#### DESCRIPTION OF THE TASK
Word for word, quote the lines from the one containing "like (547, 1223)." to the end of the entries below, including both. Leave pictures out.

## Start RECORDS SUPPLIED

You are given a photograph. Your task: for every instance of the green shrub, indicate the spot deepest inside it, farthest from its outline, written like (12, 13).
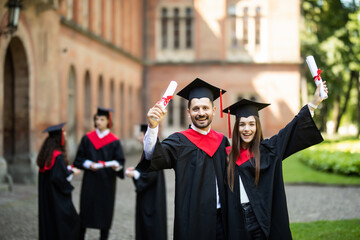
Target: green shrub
(339, 157)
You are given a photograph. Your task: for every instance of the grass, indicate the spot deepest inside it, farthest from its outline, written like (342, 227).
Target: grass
(329, 230)
(296, 172)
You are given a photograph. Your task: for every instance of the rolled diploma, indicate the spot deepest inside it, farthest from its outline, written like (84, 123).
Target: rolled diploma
(313, 69)
(168, 93)
(107, 164)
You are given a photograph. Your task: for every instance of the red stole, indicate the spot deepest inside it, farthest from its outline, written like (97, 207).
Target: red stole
(55, 154)
(244, 155)
(208, 143)
(100, 142)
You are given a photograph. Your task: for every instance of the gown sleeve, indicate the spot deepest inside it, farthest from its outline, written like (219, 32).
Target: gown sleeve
(119, 156)
(59, 174)
(164, 156)
(146, 180)
(81, 155)
(297, 135)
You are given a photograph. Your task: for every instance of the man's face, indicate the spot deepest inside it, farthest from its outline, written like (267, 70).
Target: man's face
(201, 112)
(101, 123)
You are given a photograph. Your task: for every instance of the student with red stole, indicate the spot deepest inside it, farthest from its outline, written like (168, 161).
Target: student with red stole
(97, 149)
(58, 218)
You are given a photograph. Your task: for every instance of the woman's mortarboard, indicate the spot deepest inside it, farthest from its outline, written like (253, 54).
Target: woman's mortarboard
(55, 130)
(105, 112)
(244, 108)
(199, 89)
(143, 128)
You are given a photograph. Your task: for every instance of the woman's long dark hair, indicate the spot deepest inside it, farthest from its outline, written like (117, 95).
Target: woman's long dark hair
(50, 144)
(235, 152)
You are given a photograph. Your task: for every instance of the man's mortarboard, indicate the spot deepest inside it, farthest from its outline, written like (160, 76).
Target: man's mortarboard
(244, 108)
(199, 89)
(143, 128)
(56, 130)
(105, 112)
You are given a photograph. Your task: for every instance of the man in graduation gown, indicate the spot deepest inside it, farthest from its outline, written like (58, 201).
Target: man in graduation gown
(198, 157)
(58, 218)
(96, 150)
(151, 222)
(268, 199)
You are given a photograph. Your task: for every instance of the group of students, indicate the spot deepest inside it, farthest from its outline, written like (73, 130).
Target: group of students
(222, 191)
(101, 158)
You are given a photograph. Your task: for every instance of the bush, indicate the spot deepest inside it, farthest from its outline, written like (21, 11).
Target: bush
(338, 157)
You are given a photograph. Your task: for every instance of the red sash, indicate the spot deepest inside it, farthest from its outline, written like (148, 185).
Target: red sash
(208, 143)
(100, 142)
(55, 154)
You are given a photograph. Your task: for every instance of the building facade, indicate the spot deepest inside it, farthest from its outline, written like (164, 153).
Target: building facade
(251, 48)
(69, 56)
(65, 59)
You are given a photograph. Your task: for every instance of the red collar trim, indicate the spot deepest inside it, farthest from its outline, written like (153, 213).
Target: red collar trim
(244, 155)
(55, 154)
(208, 143)
(101, 142)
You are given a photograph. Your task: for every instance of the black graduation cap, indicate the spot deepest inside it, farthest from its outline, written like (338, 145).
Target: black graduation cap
(143, 128)
(199, 89)
(54, 129)
(244, 108)
(105, 112)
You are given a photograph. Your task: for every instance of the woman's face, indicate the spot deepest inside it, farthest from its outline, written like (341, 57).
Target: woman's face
(247, 130)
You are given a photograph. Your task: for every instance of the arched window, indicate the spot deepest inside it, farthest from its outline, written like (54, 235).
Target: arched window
(176, 28)
(88, 121)
(245, 26)
(101, 92)
(164, 28)
(257, 25)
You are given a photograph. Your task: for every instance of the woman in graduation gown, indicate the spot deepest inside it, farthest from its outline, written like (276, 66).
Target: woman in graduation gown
(257, 206)
(151, 222)
(58, 218)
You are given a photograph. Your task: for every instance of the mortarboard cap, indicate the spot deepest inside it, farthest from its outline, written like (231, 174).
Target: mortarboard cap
(54, 129)
(199, 89)
(143, 128)
(104, 111)
(245, 108)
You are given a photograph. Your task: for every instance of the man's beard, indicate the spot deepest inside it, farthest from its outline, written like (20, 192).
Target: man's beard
(202, 126)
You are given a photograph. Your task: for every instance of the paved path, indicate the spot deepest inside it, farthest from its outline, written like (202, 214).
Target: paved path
(19, 211)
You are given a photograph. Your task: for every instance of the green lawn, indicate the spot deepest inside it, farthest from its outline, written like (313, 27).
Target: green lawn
(327, 230)
(296, 172)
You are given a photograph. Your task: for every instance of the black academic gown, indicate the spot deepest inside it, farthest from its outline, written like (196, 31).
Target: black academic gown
(98, 187)
(58, 218)
(151, 222)
(268, 199)
(196, 172)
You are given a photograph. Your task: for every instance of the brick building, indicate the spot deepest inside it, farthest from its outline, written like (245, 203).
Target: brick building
(69, 56)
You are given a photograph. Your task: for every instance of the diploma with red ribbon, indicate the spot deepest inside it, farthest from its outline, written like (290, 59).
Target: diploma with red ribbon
(315, 72)
(105, 164)
(168, 95)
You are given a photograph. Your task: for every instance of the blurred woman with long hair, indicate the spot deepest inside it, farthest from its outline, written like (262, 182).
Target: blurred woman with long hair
(257, 206)
(58, 218)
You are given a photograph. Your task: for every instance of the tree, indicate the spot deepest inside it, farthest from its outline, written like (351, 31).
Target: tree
(329, 33)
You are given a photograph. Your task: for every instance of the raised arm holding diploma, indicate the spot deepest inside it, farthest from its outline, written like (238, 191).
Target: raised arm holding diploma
(315, 72)
(168, 95)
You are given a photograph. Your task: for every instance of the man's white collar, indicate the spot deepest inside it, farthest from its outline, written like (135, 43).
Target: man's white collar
(103, 133)
(199, 130)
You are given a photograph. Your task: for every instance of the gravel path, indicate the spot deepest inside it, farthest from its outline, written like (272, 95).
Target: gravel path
(19, 216)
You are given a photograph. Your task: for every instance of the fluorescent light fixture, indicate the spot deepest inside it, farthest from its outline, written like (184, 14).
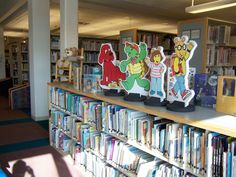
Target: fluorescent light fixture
(215, 5)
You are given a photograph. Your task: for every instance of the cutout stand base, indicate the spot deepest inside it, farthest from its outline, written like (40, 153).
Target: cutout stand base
(179, 107)
(154, 101)
(134, 97)
(113, 92)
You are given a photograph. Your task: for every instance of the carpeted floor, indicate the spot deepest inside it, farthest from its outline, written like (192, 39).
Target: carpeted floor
(24, 147)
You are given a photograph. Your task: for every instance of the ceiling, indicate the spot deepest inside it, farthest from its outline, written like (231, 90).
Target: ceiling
(106, 18)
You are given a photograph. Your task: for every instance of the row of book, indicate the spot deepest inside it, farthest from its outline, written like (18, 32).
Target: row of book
(87, 69)
(96, 166)
(55, 42)
(94, 45)
(218, 56)
(192, 147)
(59, 139)
(222, 71)
(91, 57)
(25, 66)
(154, 40)
(219, 34)
(130, 158)
(55, 55)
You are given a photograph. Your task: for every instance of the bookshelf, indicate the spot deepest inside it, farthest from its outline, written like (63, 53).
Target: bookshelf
(17, 62)
(24, 58)
(55, 54)
(216, 39)
(203, 119)
(151, 38)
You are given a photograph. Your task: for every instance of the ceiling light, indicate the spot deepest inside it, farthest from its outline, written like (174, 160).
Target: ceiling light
(215, 5)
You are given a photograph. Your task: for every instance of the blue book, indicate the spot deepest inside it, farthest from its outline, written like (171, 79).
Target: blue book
(2, 174)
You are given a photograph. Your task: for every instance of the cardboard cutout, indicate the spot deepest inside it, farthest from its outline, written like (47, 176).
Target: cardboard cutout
(111, 74)
(178, 82)
(135, 84)
(157, 72)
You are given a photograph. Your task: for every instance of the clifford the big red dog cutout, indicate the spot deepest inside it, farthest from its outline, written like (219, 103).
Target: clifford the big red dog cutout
(111, 74)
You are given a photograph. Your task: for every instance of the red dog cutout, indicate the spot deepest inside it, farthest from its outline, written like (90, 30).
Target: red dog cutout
(111, 72)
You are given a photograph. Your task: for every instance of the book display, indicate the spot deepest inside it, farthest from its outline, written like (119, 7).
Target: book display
(55, 54)
(24, 62)
(217, 44)
(17, 61)
(138, 140)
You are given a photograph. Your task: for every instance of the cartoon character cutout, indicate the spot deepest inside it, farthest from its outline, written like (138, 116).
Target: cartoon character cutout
(111, 75)
(178, 82)
(136, 67)
(157, 72)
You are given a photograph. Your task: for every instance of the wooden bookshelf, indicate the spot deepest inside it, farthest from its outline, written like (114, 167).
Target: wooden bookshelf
(216, 41)
(54, 54)
(203, 118)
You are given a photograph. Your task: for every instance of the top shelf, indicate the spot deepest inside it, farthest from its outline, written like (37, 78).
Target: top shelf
(204, 118)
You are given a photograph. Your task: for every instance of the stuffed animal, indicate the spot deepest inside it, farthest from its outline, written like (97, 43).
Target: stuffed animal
(111, 72)
(69, 52)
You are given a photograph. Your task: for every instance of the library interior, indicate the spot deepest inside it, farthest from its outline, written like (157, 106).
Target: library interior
(121, 88)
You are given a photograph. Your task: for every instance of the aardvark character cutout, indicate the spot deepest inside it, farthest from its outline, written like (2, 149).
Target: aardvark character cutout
(178, 82)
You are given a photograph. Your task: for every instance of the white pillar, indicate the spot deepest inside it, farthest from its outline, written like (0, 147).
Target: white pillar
(39, 57)
(2, 55)
(68, 24)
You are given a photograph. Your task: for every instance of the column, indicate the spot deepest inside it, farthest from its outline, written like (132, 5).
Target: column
(39, 57)
(68, 24)
(2, 55)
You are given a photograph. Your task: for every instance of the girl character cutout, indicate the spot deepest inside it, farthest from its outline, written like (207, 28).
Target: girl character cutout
(158, 69)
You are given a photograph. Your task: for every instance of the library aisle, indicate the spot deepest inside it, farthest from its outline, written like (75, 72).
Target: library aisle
(24, 147)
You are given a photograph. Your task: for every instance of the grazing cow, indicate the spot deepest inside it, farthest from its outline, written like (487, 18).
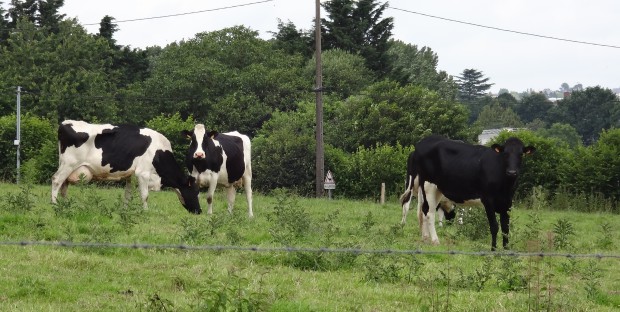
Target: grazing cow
(220, 158)
(467, 174)
(445, 207)
(105, 152)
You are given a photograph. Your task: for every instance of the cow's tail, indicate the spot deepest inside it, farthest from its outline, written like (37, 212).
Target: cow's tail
(411, 183)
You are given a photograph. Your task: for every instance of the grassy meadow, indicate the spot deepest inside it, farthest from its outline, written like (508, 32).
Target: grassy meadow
(58, 278)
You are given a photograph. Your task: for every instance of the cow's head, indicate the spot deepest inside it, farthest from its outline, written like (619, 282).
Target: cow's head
(202, 148)
(512, 153)
(188, 195)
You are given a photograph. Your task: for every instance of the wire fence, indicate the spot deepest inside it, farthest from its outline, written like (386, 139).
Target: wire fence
(69, 244)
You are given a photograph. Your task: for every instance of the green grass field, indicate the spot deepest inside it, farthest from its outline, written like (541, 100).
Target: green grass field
(60, 278)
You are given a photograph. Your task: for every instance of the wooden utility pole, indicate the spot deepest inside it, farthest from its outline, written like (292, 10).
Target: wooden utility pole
(320, 152)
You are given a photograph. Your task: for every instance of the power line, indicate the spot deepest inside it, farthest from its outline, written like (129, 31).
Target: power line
(186, 13)
(507, 30)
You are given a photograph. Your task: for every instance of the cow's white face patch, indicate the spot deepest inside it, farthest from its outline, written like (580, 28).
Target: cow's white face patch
(199, 132)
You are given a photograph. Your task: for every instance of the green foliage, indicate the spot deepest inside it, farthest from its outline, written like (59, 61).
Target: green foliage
(411, 65)
(228, 79)
(388, 113)
(360, 175)
(292, 41)
(548, 166)
(532, 106)
(564, 231)
(171, 127)
(472, 85)
(475, 225)
(21, 201)
(344, 74)
(286, 137)
(589, 111)
(195, 279)
(494, 117)
(359, 28)
(290, 221)
(38, 145)
(157, 304)
(231, 294)
(64, 75)
(564, 133)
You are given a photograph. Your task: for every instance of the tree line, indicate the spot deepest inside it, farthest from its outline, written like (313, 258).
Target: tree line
(381, 95)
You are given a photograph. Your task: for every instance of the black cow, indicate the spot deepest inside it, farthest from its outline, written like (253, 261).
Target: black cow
(465, 173)
(220, 158)
(113, 153)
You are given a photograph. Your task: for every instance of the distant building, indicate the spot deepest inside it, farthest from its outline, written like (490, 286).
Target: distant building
(489, 134)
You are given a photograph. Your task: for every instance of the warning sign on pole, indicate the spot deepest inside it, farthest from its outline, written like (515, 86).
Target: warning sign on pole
(329, 183)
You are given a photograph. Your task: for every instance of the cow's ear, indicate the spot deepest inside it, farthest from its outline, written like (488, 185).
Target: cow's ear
(187, 133)
(529, 150)
(498, 148)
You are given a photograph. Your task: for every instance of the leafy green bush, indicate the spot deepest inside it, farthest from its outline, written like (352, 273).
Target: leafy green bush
(596, 168)
(546, 167)
(171, 126)
(361, 174)
(38, 136)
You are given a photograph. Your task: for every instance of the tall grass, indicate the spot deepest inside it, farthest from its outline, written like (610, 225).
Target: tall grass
(35, 278)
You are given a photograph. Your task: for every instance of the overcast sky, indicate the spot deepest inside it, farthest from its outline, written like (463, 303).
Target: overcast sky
(512, 61)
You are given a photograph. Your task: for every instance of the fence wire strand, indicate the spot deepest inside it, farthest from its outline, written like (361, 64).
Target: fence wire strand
(69, 244)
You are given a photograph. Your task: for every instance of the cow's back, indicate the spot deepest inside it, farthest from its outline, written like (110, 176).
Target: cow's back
(108, 151)
(237, 151)
(455, 167)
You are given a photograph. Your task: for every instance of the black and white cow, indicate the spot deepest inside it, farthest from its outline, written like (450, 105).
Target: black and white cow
(105, 152)
(220, 158)
(467, 174)
(445, 208)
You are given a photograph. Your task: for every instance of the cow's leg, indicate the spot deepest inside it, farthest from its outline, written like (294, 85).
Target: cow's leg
(504, 220)
(432, 196)
(406, 202)
(210, 192)
(440, 215)
(422, 224)
(493, 226)
(231, 191)
(247, 185)
(143, 186)
(405, 199)
(59, 182)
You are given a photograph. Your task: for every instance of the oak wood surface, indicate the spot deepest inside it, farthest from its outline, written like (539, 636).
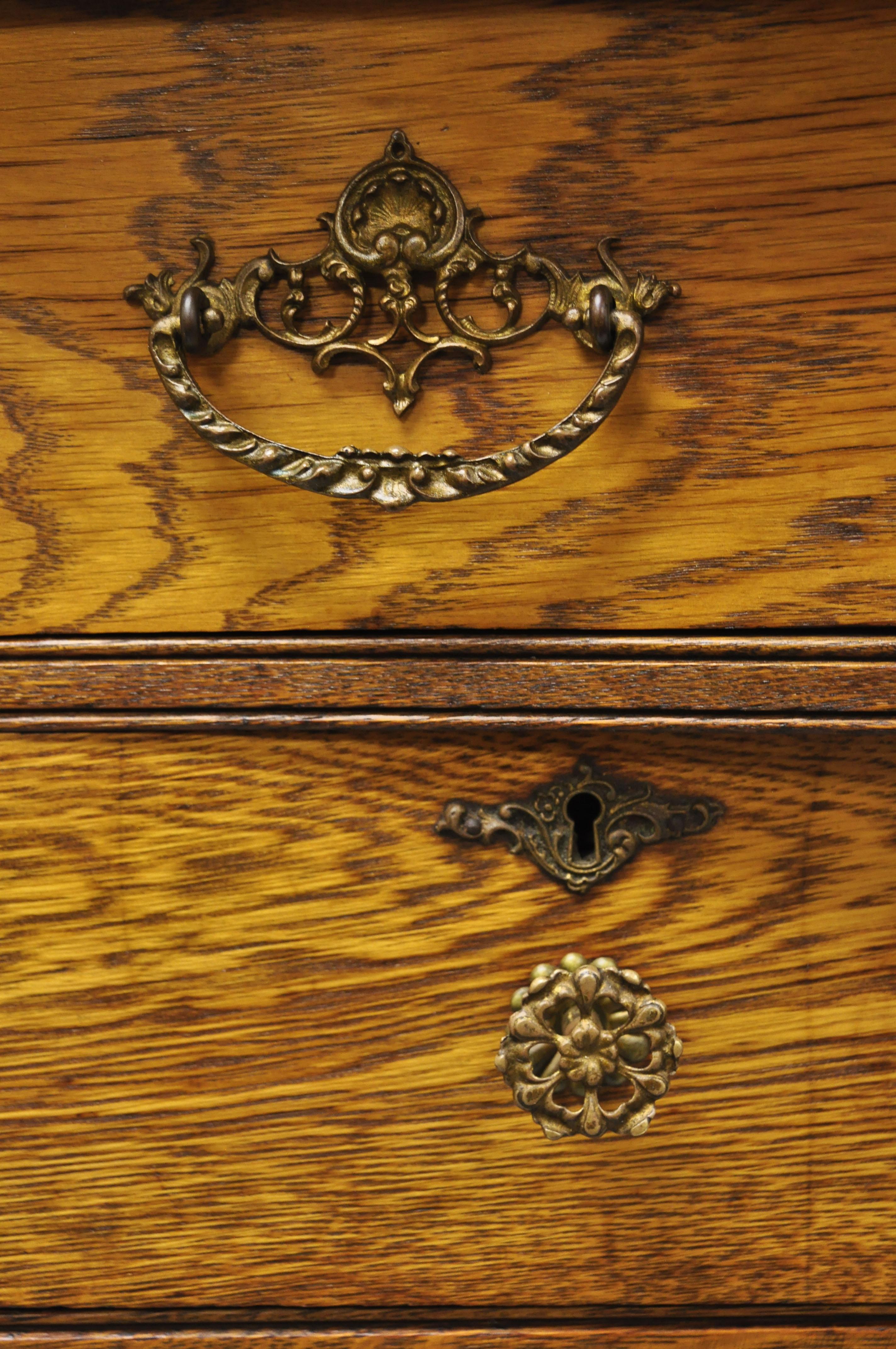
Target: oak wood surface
(794, 647)
(833, 1336)
(181, 719)
(450, 683)
(251, 1001)
(744, 149)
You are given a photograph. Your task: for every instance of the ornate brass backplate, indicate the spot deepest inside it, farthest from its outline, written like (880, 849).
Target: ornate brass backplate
(581, 1033)
(397, 221)
(585, 826)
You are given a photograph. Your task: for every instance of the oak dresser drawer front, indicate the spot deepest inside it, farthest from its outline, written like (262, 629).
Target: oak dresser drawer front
(745, 475)
(251, 1004)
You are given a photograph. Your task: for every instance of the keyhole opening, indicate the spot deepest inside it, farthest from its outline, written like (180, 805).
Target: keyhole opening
(399, 145)
(584, 813)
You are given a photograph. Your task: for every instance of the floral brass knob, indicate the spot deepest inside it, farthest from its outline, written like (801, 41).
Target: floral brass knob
(580, 1034)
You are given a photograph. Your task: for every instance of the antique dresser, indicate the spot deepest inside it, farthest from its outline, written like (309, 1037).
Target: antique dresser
(481, 589)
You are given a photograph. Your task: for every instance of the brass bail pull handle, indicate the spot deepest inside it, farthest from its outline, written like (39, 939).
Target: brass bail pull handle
(589, 1050)
(397, 219)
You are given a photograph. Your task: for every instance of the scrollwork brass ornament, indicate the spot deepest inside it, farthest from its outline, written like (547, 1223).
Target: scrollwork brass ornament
(397, 219)
(584, 826)
(580, 1034)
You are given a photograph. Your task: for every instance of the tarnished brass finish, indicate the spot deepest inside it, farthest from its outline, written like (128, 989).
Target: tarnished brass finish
(582, 827)
(397, 219)
(582, 1031)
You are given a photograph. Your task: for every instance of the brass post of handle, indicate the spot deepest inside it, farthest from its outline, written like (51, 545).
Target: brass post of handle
(397, 219)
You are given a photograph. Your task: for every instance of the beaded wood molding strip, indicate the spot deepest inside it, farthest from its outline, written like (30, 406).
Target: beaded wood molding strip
(397, 218)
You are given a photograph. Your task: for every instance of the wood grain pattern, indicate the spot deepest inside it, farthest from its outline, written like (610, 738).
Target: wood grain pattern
(656, 1336)
(745, 149)
(68, 721)
(498, 686)
(794, 647)
(251, 1001)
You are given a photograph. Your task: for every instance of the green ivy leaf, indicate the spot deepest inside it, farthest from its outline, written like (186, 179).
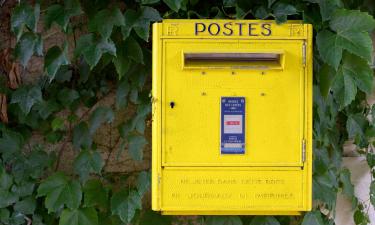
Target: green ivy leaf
(6, 180)
(67, 97)
(151, 217)
(327, 7)
(60, 191)
(281, 10)
(352, 29)
(313, 218)
(81, 136)
(104, 21)
(26, 206)
(81, 216)
(57, 124)
(223, 220)
(148, 2)
(136, 145)
(61, 14)
(46, 108)
(95, 194)
(122, 93)
(26, 97)
(92, 48)
(143, 182)
(23, 189)
(264, 220)
(54, 59)
(175, 5)
(99, 116)
(353, 73)
(28, 45)
(121, 61)
(370, 157)
(4, 216)
(328, 48)
(124, 205)
(347, 186)
(326, 76)
(88, 162)
(372, 193)
(139, 21)
(24, 15)
(360, 217)
(134, 50)
(352, 20)
(354, 126)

## End RECORDS SUPPLIED

#### COMPLETE ANSWER
You are given a photograph. Your task: for every instance of the scrollwork brass ornament, indicate the spot deepest inside it, farthest from its outline, written like (547, 1223).
Target: scrollwork brass ornament
(397, 219)
(584, 826)
(580, 1034)
You are given a photograph. Your task: for every instance of the tarnished brass finish, indicate the spot deepest inside it, farthest from its outline, written like (128, 989).
Target: tarnished brass finish
(582, 827)
(397, 219)
(582, 1031)
You are given a photograph. Your task: for every instance of the brass post of handle, indicate the spot deepest inside it, farthest from its outline, written like (51, 545).
Target: brass post of handle
(397, 219)
You are given a photograph. Your task: for every instance of the beaded wood molding strip, indicate the spot deepest inside it, farthest from its outline, written like (30, 406).
Target: beaded wood molding strip
(397, 218)
You are given a photograph. Your task: for every instance of the wood grain pattern, indicate the spot deepest inside it, farthest from its outline, written like (610, 738).
Target: wood grain pattern
(656, 1336)
(745, 149)
(68, 721)
(498, 686)
(794, 647)
(251, 1001)
You are given a photograph. Your task: for every instance of the green ivy leaf, indicate the spot deepest inside it, farthest from its outline, written like (186, 179).
Target: green ivy leaf
(6, 180)
(67, 97)
(151, 217)
(327, 7)
(60, 191)
(281, 10)
(352, 29)
(313, 218)
(81, 136)
(104, 21)
(26, 206)
(81, 216)
(57, 124)
(223, 220)
(148, 2)
(136, 145)
(61, 14)
(46, 108)
(95, 194)
(122, 93)
(26, 97)
(92, 48)
(143, 182)
(23, 189)
(264, 220)
(54, 59)
(175, 5)
(99, 116)
(353, 73)
(28, 45)
(121, 61)
(370, 157)
(4, 216)
(328, 48)
(124, 205)
(347, 186)
(326, 76)
(88, 162)
(372, 193)
(139, 21)
(24, 15)
(360, 217)
(134, 50)
(352, 20)
(354, 126)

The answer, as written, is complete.